== Data for this task

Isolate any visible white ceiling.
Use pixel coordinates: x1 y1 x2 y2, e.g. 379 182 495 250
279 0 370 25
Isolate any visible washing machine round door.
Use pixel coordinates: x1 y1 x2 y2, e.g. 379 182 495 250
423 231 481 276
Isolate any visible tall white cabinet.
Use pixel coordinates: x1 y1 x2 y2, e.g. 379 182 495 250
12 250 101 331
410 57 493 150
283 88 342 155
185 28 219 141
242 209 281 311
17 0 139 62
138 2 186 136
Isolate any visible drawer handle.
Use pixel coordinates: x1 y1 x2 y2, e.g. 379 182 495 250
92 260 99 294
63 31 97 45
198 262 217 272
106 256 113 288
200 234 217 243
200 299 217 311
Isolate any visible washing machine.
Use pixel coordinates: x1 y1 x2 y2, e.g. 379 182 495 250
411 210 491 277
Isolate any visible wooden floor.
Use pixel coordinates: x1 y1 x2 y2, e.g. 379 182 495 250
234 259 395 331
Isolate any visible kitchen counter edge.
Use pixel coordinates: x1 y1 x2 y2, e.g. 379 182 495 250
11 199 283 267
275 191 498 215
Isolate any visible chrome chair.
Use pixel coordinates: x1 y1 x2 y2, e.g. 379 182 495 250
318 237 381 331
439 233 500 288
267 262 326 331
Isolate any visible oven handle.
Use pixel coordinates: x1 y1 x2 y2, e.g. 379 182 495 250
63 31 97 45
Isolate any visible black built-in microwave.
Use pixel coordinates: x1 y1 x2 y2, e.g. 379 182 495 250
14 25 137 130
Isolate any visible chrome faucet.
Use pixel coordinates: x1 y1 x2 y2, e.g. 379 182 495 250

====

■ **Task objective**
Write out every line of the material again, requests included, but offset each coordinate in the answers by adding 75 to it.

■ **Correct output**
Isolate any visible white ceiling.
Use pixel coordinates: x1 y1 x2 y2, e.g. 379 182 495 250
354 75 445 100
Isolate any visible washing machine round door.
Use pixel coordinates: x1 y1 x2 y2, e.g. 379 182 495 250
498 306 556 351
Isolate any visible tall white cabinet.
Use pixel coordinates: x1 y1 x2 y2, e.g. 379 182 495 250
87 325 176 406
485 132 568 225
358 163 417 230
260 103 294 216
317 284 356 386
92 75 214 137
213 77 261 211
Isolate any visible drawer handle.
Use pixel coordinates: x1 y1 x2 y2, e.g. 379 182 495 250
167 335 174 369
138 106 172 120
273 337 292 347
181 331 188 363
275 309 292 318
275 374 292 386
Isolate any visible washing machine.
Use pixel coordinates: x1 y1 x2 y2, e.g. 379 182 495 250
486 285 566 352
Isolate any visible wooden floor.
Use pixel coordinates: x1 y1 x2 y2, e.g. 379 182 495 250
309 334 470 406
Isolate any visible kitchen counter edge.
Use pixel coordinates: x1 y1 x2 y2, e.g. 379 182 495 250
86 274 358 342
350 266 573 290
Isolate any visible chrome chair.
Use pixel coordinates: x1 y1 x2 y2, e.g. 379 182 495 250
393 312 456 406
514 308 575 363
342 337 401 406
Isolate any visible oven handle.
Use pixel coordinates: x1 y1 x2 y2, e.g. 379 182 495 250
138 106 172 120
Isolate any visible black built-in microwave.
Use pixel coordinates: x1 y1 x2 y2, e.g. 379 182 495 250
89 100 212 205
Isolate any visible chrome faucet.
Use pixel coordinates: x1 y1 x2 y2, e.g. 379 182 495 250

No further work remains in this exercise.